Yes, they don’t add up to me either. Give me a few days and I will post again specifically providing new figures all round. ie Exact R values ADC’s etc.

Regards,
Mort.
 

hippy

Senior Member
For a schematic, see #30 above
Oops - Seems I missed that. Thanks. So, in essence -
Code:
Vref -.--------------.---
     .|.             |
  R1 |_| 1K          |
      |       Vadc   |
      }--------.     |
      |       .|.    |
      |   10K |_|    |
      |        |  ___|___
     .|.      _|_/       |
  R2 |_|     |_ _   ADC  |
      |        | \_______|
      |       .|.    |
      |   10K |_|    |
      |        |     |
  0V -^--------^-----^---
From that we can calculate what Vadc should be ( ignoring any effect of the two 10K's and the effective resistance of the ADC input ) as -

Vadc = Vref * R1 / ( R1 + R2 )

And we can determine what the 30-bit result of the ADC reading should be from -

Nadc = $3FFFFFFF * Vadc / Vref

Which gives us ...
Code:
           ----- Expected -----   ------ Actual ------
R2 = 0.1      107363  $0001A363      392377  $0005FCB9
R2 = 330   266417144  $0FE133F8   533314220  $1FC9BAAC
So something is 'way out of whack' there.

The other concerns I have are that, with the two 10K's and effective resietance of the ADC, the R2 being read won't be R2 but something slightly less, which will reduce Vadc by some amount. In addition, because of the 10K's, the +Input of the ADC won't be Vadc but something less, and -Input won't be 0V but something higher. That will reduce what the Nadc reading is against what it would be in an ideal world.

┄┄┄┄┄┄┄┄┄┄┄┄┄┄┄┄┄┄┄┄

Complete the following
**1.** In the ADC forum post, what does the writer say the -Input of the ADC will be because of the 10K resistors?
**2.** Pick up the ADC forum post after its last sentence and keep writing it.

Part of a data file
┄┄┄┄┄┄┄┄┄┄┄┄┄┄┄┄┄┄┄┄

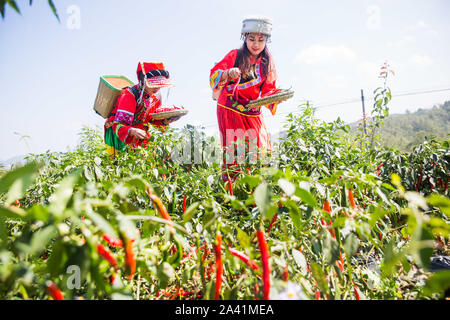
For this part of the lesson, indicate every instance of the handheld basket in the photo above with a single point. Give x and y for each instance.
(168, 114)
(108, 91)
(283, 95)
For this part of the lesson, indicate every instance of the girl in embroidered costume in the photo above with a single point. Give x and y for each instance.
(243, 75)
(128, 123)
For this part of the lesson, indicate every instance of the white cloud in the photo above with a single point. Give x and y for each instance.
(331, 80)
(368, 69)
(421, 26)
(317, 53)
(404, 41)
(421, 60)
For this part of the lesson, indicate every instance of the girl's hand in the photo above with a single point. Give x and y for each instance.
(234, 73)
(138, 133)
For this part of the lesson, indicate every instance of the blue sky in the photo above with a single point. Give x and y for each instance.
(327, 51)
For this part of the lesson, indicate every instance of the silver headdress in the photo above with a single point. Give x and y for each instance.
(256, 24)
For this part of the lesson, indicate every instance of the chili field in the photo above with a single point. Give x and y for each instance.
(334, 218)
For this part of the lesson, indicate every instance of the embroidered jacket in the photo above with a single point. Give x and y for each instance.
(128, 114)
(250, 88)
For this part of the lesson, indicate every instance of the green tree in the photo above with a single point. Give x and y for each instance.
(13, 5)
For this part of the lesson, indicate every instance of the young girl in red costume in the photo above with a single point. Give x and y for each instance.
(243, 75)
(128, 123)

┄┄┄┄┄┄┄┄┄┄┄┄┄┄┄┄┄┄┄┄

Final results
**1.** It won't be 0V but something higher.

**2.**
I guess none of that really matters as the ADC reading can still be reversed. But it will make that reversal much more complicated if that needs to be taken into account.

I'm not sure why either 10K is there and I think it would be worth removing both if there's no good reason for their presence.
 

mortifyu

New Member
If I am not mistaken... the numbers that you are obtaining from the ADC - are... not ohm values... but a voltage value that then needs to be converted to a resistance value?? (Showing my ignorance here...)
You have a voltage divider circuit. +5 volts across the 1k and the 'X' resistor.
The ADC values are essentially a ratio metric digital representation of a voltage. This particular project will only ever have a MAX R2 resistance of 330 ohms. Just to provide you an appreciation of this circuit/setup, theoretically a MAX decimal value of 24-bits is 16,777,215 (a far cry above PICAXE 10bit ADC - MAX 65536) which in this case would be 5.000VDC. In a ‘perfect world’ if R2 was also 1K exactly, the ADC value would be 8,388,607 and the voltage would be 2.500VDC.

@hippy - If you worked your MATH with these references, hopefully you’d be able to come up with the mathematical result to 0.1 ohm resolution. As we know, the above quoted values are absolute.

Perhaps to keep the resultant MATH to three digits and one decimal place, you could work with the absolute known values For R2=500.0 ohms. That is, ADC value = 5,592,405 and Vout would = 1.6VDC recurring.

Regards,
Mort.
 

mortifyu

New Member
Yes, sorry Hippy, I am pretty sure I have given you a bum steer with earlier values and took them without factoring in slight inaccuracies in R1=1K and R2 being 329.2 ohms measured. But, if you work with the theoretically accurate known values noted earlier, perhaps we/you can get to where I am lost trying to get PICAXE to solve the MATH.

Regards,
Mort.
 

mortifyu

New Member
And we can determine what the 30-bit...
It is a 24bit value we are working with.

Bit 5 of first byte through to bit 6 of 4th byte.

The pair of 10k resistors at the ADC are not at all significant in the circuit or equations, but do need to remain there for protective purposes.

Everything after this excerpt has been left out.